• **Problem details**: Please transcribe, character for character, the passage of the forum thread below that opens with the words "On Tue, Jul" and closes with "processable by a node.".

• **Page**:
Re: How would you translate this into MapReduce?

Posted by Steve Lewis <lo...@gmail.com>.
If the size of a record is too big to be processed by a node you probably
need to re-architect using a different
record which scales better and combines cleanly
You also need to ask at the start what data you need to retrieve and how you
intend to retrieve it-
at some point a database may start to look like a good solution although in
this case I might think about saying I can track the order of trips to - say
16 and using a comma delimited list for the counts

On Tue, Jul 19, 2011 at 11:14 AM, Em <ma...@yahoo.de> wrote:

> Of course it won't scale or at least not as good as your suggested
> model. Chances are good that my idea is not an option for a
> production-system and not as usefull as the less-complex variant. So you
> are right!
>
> The reason why I asked was to get an idea of what should be done, if a
> record is too big to be processable by a node.
>
> Regards,
> Em
>
> Am 19.07.2011 19:54, schrieb Steve Lewis:
> > I assumed the problem was count the number of people visiting Moscow
> > after London without considering iany intermediate stops. This leads to
> > a data structure which is easy to combine. The structure you propose
> > adds more information and is difficult to combine. I doubt it could
> > handle a billion people and  recommend trying with a hundred people
> > visiting 5 out of 20 destinations in random order to see how bad it is
> > getting.

• **Extracted records**:
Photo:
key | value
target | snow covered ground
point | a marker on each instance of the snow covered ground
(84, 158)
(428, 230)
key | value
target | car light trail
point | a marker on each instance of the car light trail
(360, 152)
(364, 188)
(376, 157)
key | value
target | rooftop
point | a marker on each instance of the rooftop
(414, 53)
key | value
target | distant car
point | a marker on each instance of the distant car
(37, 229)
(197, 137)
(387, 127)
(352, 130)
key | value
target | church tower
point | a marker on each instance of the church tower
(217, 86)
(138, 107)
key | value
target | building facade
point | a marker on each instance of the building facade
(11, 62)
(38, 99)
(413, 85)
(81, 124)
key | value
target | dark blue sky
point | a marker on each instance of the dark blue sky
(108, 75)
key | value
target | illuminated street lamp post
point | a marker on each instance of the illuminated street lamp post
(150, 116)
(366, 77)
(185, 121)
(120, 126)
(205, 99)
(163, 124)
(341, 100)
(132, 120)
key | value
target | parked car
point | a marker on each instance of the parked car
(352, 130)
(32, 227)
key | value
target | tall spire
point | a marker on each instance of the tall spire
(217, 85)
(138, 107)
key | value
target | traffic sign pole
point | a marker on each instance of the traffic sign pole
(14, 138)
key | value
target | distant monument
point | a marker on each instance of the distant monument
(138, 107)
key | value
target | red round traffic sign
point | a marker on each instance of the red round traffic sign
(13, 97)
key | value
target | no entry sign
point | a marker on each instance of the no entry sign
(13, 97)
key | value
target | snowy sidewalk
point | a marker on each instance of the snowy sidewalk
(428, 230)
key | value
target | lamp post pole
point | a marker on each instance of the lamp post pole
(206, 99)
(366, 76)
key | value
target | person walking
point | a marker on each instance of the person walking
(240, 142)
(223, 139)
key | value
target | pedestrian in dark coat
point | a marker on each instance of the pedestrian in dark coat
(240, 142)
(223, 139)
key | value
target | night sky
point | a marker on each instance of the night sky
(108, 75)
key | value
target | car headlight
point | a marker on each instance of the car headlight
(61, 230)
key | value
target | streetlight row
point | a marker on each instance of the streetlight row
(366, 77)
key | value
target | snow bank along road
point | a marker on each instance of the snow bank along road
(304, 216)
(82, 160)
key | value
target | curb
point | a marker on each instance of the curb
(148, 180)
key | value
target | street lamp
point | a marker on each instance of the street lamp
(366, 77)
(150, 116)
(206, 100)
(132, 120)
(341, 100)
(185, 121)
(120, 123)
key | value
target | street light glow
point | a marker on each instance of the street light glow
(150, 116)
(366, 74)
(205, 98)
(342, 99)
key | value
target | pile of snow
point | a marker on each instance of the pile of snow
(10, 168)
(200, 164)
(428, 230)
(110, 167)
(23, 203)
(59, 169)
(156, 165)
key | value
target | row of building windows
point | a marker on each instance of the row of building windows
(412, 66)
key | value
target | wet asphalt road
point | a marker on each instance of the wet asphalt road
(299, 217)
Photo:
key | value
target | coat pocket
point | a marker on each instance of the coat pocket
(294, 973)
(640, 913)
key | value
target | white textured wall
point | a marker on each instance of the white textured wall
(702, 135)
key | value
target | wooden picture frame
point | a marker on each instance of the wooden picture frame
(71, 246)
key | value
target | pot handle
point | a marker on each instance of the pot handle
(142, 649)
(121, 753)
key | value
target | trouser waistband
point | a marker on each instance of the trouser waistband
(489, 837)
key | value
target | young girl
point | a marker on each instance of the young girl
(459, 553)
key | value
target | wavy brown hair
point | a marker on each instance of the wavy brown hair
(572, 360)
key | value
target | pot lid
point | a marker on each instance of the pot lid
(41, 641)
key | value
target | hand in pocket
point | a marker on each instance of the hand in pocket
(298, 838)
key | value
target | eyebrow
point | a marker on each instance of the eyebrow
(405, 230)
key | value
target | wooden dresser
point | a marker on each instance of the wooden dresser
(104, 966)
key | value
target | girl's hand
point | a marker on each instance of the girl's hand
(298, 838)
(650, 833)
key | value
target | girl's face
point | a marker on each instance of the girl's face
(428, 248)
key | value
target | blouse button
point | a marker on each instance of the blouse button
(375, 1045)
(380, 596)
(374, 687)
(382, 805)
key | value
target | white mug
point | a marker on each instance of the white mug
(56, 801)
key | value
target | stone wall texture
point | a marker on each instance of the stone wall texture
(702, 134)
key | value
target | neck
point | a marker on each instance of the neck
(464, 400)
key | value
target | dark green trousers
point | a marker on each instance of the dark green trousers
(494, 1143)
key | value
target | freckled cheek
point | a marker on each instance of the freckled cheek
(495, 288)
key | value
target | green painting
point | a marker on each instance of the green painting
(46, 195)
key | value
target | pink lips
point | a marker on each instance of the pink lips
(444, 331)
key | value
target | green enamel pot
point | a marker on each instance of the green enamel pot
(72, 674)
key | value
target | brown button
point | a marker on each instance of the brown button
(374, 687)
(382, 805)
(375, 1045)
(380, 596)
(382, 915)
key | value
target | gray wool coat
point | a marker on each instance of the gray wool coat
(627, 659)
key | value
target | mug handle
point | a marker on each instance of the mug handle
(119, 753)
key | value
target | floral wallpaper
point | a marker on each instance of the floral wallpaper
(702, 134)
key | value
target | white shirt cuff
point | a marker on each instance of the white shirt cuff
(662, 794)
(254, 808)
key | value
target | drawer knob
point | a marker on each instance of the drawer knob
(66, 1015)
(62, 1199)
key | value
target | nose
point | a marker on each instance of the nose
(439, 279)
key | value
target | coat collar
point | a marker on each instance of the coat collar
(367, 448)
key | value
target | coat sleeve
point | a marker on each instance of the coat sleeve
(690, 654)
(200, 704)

• **Response below**:
On Tue, Jul 19, 2011 at 11:14 AM, Em <ma...@yahoo.de> wrote:

> Of course it won't scale or at least not as good as your suggested
> model. Chances are good that my idea is not an option for a
> production-system and not as usefull as the less-complex variant. So you
> are right!
>
> The reason why I asked was to get an idea of what should be done, if a
> record is too big to be processable by a node.